PROBLEM REQUIREMENTS => Print the lines of the records below without any changes, starting at the line that contains "Please put a point on the snow on ice" and ending with the last line of the records.

BEGIN EXERCISE MATERIALS

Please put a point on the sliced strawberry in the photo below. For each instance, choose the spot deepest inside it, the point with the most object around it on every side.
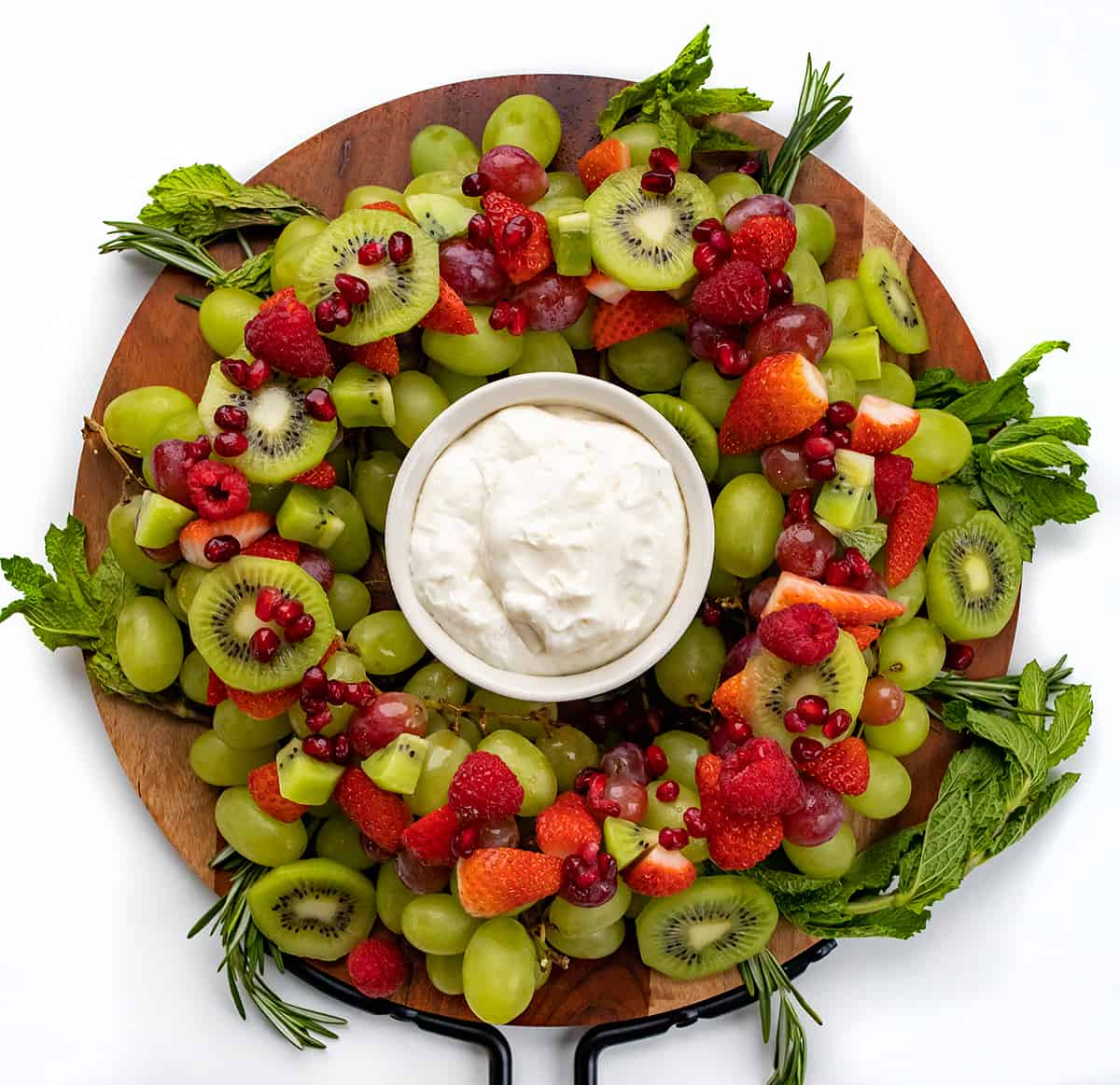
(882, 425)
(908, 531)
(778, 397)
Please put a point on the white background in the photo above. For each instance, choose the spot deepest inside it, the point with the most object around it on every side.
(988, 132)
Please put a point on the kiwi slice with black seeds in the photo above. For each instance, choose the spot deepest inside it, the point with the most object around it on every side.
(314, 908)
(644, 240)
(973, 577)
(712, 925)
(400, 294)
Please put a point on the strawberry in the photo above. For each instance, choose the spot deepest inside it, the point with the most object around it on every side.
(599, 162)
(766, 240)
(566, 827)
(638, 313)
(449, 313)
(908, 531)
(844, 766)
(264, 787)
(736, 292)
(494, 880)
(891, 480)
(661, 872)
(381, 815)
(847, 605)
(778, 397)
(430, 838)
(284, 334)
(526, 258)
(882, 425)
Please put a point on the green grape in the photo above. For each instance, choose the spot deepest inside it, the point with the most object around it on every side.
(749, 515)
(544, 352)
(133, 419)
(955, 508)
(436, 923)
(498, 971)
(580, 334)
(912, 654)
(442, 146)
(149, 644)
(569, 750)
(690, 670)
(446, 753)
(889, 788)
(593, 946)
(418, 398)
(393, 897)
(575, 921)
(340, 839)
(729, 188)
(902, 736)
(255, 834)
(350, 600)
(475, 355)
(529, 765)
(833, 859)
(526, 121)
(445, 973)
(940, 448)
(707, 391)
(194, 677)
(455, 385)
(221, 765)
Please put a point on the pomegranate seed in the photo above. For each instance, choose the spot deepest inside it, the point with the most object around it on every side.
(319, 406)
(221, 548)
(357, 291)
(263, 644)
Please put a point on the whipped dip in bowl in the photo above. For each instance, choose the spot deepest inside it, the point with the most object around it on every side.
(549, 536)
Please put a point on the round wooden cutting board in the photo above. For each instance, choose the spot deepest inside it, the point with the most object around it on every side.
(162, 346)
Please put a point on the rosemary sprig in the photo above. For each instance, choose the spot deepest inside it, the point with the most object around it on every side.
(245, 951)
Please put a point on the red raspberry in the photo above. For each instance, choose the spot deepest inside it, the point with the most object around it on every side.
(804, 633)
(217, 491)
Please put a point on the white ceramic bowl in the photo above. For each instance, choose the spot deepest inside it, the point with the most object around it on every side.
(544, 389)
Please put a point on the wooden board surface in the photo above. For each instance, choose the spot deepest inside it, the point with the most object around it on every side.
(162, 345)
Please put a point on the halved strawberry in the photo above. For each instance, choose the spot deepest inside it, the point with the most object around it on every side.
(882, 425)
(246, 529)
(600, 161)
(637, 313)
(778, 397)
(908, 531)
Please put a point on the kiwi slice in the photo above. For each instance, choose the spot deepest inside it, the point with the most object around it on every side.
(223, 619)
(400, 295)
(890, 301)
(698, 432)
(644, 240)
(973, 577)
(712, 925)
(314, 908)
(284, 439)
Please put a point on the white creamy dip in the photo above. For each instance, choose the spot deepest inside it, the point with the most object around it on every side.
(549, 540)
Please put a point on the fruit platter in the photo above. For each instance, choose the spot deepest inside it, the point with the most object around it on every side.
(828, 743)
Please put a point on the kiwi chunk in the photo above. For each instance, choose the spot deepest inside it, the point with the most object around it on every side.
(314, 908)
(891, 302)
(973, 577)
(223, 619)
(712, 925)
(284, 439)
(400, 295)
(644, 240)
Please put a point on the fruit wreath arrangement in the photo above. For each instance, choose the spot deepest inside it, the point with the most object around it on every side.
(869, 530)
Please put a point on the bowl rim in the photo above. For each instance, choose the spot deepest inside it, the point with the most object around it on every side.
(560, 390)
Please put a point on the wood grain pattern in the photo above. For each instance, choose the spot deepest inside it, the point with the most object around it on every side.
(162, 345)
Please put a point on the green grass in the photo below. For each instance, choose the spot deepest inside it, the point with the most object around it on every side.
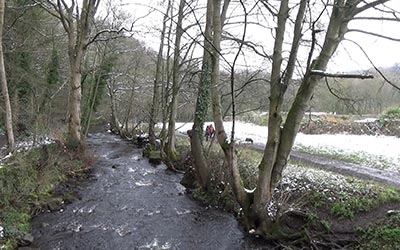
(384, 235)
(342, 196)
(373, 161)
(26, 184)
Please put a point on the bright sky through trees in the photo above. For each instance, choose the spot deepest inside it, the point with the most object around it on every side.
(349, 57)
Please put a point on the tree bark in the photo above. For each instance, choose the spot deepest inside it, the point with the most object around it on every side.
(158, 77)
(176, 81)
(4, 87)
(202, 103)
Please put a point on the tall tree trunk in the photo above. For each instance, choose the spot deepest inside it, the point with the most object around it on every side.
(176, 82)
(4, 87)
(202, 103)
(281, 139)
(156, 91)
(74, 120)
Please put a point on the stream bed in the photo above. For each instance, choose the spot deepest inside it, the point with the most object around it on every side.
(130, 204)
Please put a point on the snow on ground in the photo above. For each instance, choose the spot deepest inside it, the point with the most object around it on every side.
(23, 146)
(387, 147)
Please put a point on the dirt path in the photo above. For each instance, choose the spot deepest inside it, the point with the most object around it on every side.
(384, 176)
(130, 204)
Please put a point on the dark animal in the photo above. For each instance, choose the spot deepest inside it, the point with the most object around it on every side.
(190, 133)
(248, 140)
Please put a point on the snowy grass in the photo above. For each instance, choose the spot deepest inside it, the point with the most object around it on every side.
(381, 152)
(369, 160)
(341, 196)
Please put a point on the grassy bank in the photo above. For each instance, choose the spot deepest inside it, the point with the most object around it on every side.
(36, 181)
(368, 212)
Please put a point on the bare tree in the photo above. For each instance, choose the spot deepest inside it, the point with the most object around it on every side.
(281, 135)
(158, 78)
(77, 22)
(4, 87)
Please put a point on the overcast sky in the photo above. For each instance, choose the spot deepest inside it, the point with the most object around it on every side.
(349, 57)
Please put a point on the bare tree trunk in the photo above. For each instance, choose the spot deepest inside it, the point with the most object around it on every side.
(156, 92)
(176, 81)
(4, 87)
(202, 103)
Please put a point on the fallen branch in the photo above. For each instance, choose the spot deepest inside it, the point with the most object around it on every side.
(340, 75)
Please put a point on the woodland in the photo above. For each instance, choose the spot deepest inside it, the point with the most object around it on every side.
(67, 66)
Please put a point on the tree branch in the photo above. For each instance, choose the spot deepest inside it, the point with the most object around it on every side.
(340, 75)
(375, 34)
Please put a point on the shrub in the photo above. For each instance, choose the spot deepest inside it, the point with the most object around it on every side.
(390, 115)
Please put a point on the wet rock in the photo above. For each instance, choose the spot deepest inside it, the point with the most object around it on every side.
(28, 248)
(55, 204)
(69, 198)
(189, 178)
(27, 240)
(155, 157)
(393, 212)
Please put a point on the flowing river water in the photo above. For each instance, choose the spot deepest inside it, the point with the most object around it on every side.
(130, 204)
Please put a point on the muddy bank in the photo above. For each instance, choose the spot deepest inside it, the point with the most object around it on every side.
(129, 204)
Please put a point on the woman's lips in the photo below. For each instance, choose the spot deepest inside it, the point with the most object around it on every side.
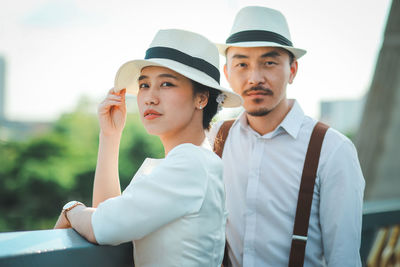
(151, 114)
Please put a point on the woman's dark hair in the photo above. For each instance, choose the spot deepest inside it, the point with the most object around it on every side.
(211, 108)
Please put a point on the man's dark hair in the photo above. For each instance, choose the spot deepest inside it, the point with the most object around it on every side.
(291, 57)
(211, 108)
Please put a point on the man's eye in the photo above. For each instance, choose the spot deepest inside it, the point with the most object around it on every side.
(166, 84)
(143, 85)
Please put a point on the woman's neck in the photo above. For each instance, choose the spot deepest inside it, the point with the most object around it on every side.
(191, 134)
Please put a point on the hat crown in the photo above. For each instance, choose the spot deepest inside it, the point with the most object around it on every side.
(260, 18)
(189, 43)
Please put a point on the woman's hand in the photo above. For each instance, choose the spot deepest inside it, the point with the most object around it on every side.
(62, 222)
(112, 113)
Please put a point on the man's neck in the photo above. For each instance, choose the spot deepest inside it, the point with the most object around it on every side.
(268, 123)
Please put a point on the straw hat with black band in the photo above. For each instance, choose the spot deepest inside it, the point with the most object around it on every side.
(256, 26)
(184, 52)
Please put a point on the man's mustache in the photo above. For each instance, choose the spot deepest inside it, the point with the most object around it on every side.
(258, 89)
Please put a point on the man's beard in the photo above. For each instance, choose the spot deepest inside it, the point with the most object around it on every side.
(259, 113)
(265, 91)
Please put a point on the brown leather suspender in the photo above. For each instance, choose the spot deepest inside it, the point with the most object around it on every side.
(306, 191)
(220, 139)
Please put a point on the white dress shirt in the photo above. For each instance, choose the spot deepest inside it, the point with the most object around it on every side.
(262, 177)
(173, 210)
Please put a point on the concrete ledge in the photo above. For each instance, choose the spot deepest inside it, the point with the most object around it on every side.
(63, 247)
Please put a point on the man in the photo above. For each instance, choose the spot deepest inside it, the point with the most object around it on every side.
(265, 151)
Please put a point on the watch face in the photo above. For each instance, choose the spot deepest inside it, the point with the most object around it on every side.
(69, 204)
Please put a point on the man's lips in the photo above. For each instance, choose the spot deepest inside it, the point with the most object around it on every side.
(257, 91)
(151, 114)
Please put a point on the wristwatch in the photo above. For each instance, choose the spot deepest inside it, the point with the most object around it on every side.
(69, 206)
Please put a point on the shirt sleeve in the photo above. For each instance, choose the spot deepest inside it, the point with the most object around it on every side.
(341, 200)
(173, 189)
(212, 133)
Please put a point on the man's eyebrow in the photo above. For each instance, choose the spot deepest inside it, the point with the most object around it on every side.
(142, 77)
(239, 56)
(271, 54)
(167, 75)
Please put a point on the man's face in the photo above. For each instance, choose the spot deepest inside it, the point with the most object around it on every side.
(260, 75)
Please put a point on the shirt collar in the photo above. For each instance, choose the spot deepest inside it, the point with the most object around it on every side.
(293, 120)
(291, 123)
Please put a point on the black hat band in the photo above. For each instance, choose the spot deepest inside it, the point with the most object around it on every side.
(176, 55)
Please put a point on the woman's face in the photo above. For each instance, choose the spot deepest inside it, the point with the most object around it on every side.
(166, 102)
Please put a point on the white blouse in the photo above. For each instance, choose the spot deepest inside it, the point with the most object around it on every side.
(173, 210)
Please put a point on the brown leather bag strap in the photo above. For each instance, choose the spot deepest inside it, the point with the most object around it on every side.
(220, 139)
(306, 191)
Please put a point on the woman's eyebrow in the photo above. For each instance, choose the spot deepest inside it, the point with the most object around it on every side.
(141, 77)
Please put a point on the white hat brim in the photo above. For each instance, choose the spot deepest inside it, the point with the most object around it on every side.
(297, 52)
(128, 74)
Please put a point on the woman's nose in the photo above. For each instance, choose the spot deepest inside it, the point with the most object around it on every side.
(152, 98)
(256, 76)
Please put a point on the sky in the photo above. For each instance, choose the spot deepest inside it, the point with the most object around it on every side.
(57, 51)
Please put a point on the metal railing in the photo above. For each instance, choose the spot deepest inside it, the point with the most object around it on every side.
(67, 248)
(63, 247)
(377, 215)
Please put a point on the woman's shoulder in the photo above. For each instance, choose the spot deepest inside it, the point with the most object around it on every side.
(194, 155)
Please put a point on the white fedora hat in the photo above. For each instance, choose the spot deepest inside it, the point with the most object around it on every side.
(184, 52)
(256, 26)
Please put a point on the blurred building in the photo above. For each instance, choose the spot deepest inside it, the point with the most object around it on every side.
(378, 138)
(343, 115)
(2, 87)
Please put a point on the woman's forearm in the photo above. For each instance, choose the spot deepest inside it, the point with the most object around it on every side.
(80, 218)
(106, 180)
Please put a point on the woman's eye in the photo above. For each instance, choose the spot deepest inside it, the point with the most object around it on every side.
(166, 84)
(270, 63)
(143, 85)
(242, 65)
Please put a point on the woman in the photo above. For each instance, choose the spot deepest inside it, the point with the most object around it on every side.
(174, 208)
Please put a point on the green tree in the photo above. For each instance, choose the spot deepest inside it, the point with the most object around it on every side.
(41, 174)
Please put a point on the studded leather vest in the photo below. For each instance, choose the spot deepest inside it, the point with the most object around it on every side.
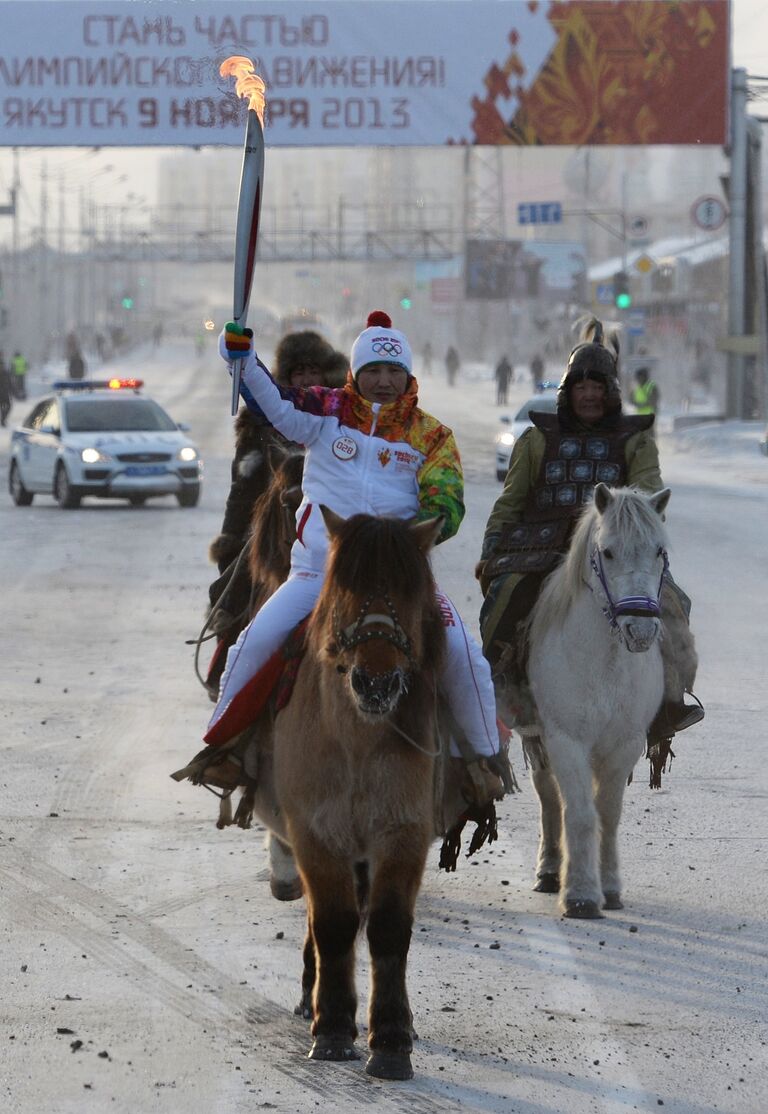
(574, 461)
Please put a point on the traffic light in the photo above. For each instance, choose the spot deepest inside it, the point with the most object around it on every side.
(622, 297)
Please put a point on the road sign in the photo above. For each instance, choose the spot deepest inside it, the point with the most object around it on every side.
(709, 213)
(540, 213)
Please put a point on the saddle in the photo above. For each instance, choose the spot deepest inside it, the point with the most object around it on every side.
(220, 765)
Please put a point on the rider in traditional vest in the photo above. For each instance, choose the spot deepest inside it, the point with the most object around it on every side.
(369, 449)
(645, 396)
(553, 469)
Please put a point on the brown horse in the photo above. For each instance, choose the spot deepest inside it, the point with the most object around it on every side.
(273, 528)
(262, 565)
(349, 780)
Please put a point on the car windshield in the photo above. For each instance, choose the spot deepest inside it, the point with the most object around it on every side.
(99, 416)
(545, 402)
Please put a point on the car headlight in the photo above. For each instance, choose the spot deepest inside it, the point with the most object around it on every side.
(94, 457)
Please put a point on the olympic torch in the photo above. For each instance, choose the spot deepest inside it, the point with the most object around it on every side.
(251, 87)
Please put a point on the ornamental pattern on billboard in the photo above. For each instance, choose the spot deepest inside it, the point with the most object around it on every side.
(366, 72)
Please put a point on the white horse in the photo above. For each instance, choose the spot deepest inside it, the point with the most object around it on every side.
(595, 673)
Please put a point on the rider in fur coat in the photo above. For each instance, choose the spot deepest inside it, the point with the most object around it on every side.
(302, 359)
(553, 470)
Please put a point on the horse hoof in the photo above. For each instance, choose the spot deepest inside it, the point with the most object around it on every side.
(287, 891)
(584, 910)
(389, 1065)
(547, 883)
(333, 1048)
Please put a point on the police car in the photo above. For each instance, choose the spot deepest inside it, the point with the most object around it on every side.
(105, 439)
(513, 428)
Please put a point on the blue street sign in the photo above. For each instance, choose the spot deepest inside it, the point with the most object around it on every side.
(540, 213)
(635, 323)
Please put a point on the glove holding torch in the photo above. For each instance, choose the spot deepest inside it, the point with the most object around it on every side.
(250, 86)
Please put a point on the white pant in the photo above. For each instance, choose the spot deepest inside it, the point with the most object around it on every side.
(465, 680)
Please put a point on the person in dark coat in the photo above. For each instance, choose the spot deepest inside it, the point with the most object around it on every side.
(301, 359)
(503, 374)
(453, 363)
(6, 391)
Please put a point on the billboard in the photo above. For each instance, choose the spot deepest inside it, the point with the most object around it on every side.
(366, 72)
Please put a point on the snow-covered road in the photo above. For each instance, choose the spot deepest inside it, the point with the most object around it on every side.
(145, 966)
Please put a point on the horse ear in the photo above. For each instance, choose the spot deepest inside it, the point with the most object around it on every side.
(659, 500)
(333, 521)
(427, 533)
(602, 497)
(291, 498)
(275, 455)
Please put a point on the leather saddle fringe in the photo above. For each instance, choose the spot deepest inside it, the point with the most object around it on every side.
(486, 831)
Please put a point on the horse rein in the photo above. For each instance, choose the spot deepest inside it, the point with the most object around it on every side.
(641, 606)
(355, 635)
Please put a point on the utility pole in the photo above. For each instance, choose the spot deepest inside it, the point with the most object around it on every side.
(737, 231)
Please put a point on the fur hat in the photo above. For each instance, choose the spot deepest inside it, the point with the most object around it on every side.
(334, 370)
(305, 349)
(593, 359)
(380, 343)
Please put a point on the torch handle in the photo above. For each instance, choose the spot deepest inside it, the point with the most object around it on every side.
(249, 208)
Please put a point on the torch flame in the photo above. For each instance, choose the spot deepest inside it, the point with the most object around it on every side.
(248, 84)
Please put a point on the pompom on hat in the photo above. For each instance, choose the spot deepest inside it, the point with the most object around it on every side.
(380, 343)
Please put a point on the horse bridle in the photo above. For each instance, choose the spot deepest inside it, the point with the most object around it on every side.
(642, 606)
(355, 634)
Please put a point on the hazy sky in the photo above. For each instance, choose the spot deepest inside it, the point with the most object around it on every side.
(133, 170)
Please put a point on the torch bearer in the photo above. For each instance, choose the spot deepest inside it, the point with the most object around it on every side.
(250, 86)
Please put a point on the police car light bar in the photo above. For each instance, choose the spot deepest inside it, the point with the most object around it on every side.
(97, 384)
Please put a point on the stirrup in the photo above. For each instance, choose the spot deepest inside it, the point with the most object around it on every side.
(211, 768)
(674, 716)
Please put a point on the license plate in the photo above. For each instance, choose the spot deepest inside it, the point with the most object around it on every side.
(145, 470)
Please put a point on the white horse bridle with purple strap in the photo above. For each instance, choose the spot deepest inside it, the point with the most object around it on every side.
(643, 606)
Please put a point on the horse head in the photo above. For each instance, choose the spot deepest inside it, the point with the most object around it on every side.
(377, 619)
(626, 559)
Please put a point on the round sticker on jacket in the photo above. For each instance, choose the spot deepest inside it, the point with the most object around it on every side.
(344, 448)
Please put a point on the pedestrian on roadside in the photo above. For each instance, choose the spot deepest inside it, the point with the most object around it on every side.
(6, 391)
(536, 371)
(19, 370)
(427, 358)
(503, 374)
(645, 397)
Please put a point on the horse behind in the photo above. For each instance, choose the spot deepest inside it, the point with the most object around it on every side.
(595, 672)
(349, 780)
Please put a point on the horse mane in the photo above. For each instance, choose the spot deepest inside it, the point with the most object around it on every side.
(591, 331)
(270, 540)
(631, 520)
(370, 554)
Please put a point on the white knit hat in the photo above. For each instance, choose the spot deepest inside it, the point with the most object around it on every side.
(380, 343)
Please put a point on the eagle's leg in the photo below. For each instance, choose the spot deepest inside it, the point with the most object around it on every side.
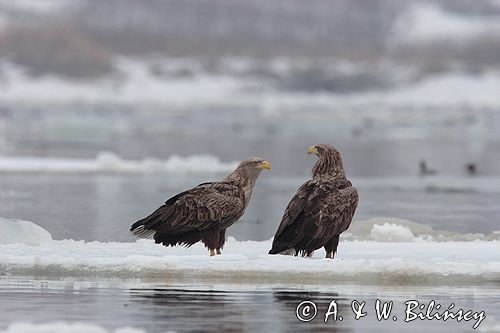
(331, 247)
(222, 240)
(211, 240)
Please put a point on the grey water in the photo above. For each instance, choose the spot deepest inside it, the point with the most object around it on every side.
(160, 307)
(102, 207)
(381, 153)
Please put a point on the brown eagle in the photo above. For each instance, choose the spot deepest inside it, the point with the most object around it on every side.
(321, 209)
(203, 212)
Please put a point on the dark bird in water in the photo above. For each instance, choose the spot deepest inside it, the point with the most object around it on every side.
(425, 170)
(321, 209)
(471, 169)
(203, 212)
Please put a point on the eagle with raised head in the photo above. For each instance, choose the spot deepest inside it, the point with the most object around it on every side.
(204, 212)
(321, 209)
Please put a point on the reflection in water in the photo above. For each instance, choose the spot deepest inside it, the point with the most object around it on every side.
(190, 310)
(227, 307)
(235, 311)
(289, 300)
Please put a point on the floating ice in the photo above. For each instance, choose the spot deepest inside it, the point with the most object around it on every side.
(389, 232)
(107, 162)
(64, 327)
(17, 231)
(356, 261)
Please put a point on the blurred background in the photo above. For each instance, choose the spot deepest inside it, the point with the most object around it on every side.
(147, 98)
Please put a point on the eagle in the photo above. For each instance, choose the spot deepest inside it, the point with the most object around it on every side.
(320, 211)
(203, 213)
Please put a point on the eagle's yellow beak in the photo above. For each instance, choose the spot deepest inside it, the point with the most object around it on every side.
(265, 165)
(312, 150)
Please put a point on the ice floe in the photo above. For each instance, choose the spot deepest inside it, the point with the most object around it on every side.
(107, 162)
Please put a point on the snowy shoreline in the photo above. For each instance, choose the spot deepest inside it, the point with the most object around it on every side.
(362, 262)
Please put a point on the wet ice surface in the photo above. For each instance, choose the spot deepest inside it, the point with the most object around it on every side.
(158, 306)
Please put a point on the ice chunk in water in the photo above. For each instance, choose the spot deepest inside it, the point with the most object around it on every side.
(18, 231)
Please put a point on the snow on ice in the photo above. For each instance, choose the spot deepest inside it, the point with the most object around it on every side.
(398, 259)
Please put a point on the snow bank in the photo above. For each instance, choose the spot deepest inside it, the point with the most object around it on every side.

END EXERCISE MATERIALS

THE RESPONSE =>
Please put a point on the snow on ice in the photo above. For each instance, choose the spot deepest inside it, the point with the most object around it on every side.
(398, 259)
Please put a point on the snow bank in the photo above. For each instance, choose the spot deepest inside it, the point with the most object around it on every side.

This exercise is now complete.